_Your tasks_
(A) List the topics that the article excerpt on constructive trusts says this Part II discusses.
(B) Carry on the article excerpt on constructive trusts, starting after its last sentence.

This is the second part of a two-part article on recovery of joint tenancy property and other lifetime transfers through the imposition of constructive trusts and other tools. Part I, which appeared in the December 1998 issue at page 41, analyzed generally how constructive trusts and other concepts operate in the probate context. This Part II discusses the outer limits of the concept, causes of action that support it, and some tactical aspects of constructive trust litigation.
As noted in Part I of this article, availability of the remedy of imposition of a constructive trust is not limited to the transferor. A constructive trust may be imposed in favor of an individual who would have been the donee or devisee of the property against a person who obtains the property by undue influence, thus preventing the gift to the intended donee from being accomplished. A constructive trust arises in favor of one who, but for the undue influence of the transferee (the constructive trustee), would have received the property.1 However, the courts may be more willing to impose a constructive trust on grounds of unjust enrichment (without findings of fraud, confidential relationship, or duress) if it is the original owner of the property who will recover, as opposed to third-party intended beneficiaries.

_Data shown_
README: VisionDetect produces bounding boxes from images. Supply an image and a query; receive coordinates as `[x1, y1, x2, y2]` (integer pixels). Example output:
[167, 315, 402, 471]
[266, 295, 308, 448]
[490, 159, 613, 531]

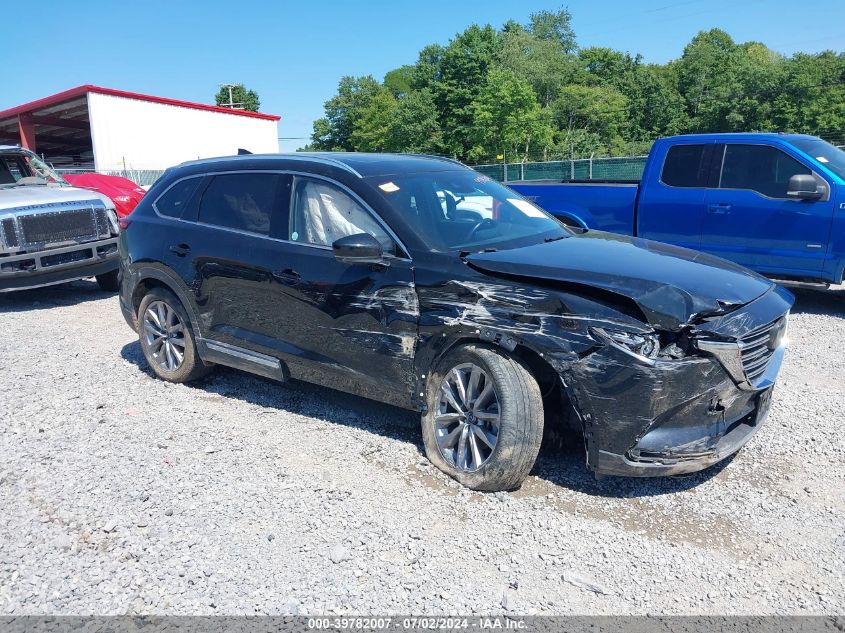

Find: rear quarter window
[719, 144, 812, 198]
[198, 172, 285, 235]
[660, 145, 708, 188]
[155, 177, 202, 218]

_Per-task outputs_
(A)
- the outer limits of the concept
- causes of action that support it
- some tactical aspects of constructive trust litigation

(B)
Outer Limits of the Concept
The doctrine should be applicable to the wide variety of nonprobate transfers taking effect at death or coming into question after death, because of their impact on third parties (for example, life insurance and pension benefits, beneficiary designations, P.O.D. accounts, any assets held in joint tenancy, transfers into inter vivos trusts, and lifetime outright transfers). The doctrine can even be used to attack a subsequent will.
As an example of the concept’s potentially limitless utility (in situations attorneys frequently view as otherwise hopeless), a constructive trust has been imposed on life insurance proceeds paid in violation of a separation agreement, regardless of the fact that the designated recipient was innocent and without notice.2 In certain instances, this may certainly be a better remedy than a claim against the probate estate (which may be insolvent).
The ability to impose a constructive trust on assets of a decedent held by a party as a matter of convenience when the transferee does not dispute the rights of other parties can produce tax benefits. It should result in an increased tax basis in the assets at death. Further, the transfer of assets from the original transferee to the third parties should not be a taxable gift, even if in excess of the $10,000 annual exclusion.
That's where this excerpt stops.